Problem to solve
The data shown below should all be retyped exactly.

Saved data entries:
::::::

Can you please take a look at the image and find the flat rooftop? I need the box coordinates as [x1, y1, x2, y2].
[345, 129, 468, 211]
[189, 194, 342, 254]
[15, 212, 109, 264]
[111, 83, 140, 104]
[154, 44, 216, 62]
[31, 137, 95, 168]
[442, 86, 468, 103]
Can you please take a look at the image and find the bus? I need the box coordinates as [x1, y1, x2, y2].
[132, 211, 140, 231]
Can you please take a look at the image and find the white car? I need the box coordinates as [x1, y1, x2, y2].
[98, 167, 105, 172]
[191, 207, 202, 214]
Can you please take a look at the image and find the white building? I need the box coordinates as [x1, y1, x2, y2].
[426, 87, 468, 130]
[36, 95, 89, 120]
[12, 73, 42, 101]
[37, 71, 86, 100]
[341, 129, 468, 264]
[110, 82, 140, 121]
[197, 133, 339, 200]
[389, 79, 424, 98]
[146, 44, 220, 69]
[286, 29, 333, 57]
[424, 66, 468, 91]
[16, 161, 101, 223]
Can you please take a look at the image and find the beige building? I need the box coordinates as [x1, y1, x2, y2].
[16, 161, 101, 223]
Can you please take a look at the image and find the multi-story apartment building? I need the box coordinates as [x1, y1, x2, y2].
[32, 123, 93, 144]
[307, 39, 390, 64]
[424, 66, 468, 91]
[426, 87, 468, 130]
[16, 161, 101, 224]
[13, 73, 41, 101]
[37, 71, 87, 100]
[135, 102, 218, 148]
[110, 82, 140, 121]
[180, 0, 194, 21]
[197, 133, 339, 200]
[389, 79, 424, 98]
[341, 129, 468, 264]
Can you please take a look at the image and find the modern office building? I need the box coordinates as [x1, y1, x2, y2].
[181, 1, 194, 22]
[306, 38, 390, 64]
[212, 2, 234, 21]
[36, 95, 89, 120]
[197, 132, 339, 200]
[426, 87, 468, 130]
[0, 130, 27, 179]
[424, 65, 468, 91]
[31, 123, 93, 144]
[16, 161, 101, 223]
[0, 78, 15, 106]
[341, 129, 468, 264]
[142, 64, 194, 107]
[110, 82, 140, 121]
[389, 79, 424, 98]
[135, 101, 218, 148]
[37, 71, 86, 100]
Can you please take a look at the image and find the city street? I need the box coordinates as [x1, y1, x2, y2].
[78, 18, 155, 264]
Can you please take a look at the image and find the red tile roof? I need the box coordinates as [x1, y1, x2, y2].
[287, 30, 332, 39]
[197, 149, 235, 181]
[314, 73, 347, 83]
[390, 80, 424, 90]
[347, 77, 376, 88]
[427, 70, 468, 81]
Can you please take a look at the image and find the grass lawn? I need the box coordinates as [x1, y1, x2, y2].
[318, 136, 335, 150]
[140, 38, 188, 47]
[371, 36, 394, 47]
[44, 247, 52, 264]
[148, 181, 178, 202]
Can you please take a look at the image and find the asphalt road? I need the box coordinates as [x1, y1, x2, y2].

::::::

Output of the exercise
Can you please take a look at the image and find the flat rooftop? I need the box coordinates as [x1, y1, x2, y2].
[345, 129, 468, 211]
[189, 194, 342, 254]
[15, 212, 109, 264]
[111, 83, 140, 104]
[154, 44, 216, 62]
[31, 137, 95, 168]
[442, 86, 468, 103]
Can you please take a look at the image and find the bus? I need the box coordinates as [x1, y1, x2, y2].
[132, 211, 140, 231]
Can you please take a look at the image and find the white car? I need the box coordinates as [x1, y1, x2, y2].
[98, 167, 105, 172]
[191, 207, 202, 214]
Can you please take a look at the image and find the white building? I need the box coordinates as [x1, y1, x2, y2].
[426, 87, 468, 130]
[36, 95, 89, 120]
[12, 73, 42, 101]
[37, 71, 86, 100]
[341, 129, 468, 264]
[110, 82, 140, 121]
[197, 133, 339, 200]
[389, 79, 424, 98]
[146, 44, 220, 69]
[286, 29, 333, 57]
[424, 66, 468, 91]
[16, 161, 101, 223]
Can you please take a look at the image and find the beige building? I need the box coordinates as [x1, y1, x2, y2].
[16, 161, 101, 223]
Can you please take a look at the image and find the multi-story apartment building? I need the box coordinates as [x1, y1, x2, y2].
[32, 123, 93, 144]
[307, 39, 390, 64]
[424, 66, 468, 91]
[426, 87, 468, 130]
[16, 161, 101, 224]
[13, 73, 41, 101]
[37, 71, 87, 100]
[135, 102, 218, 148]
[110, 82, 140, 121]
[180, 0, 194, 21]
[197, 133, 339, 200]
[389, 79, 424, 98]
[341, 129, 468, 264]
Can you please take a look at the image and find the modern office building? I need the box coordinates as [x1, y1, x2, y2].
[181, 1, 194, 22]
[306, 38, 390, 64]
[212, 2, 234, 21]
[36, 95, 89, 120]
[197, 132, 339, 200]
[426, 87, 468, 130]
[0, 130, 27, 179]
[424, 65, 468, 91]
[31, 123, 93, 144]
[16, 161, 101, 223]
[0, 78, 15, 106]
[341, 129, 468, 264]
[142, 64, 194, 107]
[110, 82, 140, 121]
[389, 79, 424, 98]
[135, 101, 218, 148]
[37, 71, 86, 100]
Can you please take a look at the image and find the city street? I need the box coordinates as [x1, y1, x2, y2].
[78, 18, 155, 264]
Can you please take a look at the image and find the red tile roof? I need the box coordinates as [x1, y1, x2, y2].
[287, 30, 332, 39]
[197, 149, 235, 181]
[314, 73, 347, 83]
[390, 80, 424, 90]
[347, 77, 376, 88]
[427, 70, 468, 81]
Can you please take a look at the image and find the grass lawn? I need the box coordinates as [x1, y1, x2, y2].
[318, 136, 335, 150]
[140, 38, 188, 47]
[371, 36, 394, 47]
[44, 247, 52, 264]
[148, 181, 178, 202]
Can you please take a look at the image and find the asphalt road? I need the box coordinates as [x1, y1, x2, y2].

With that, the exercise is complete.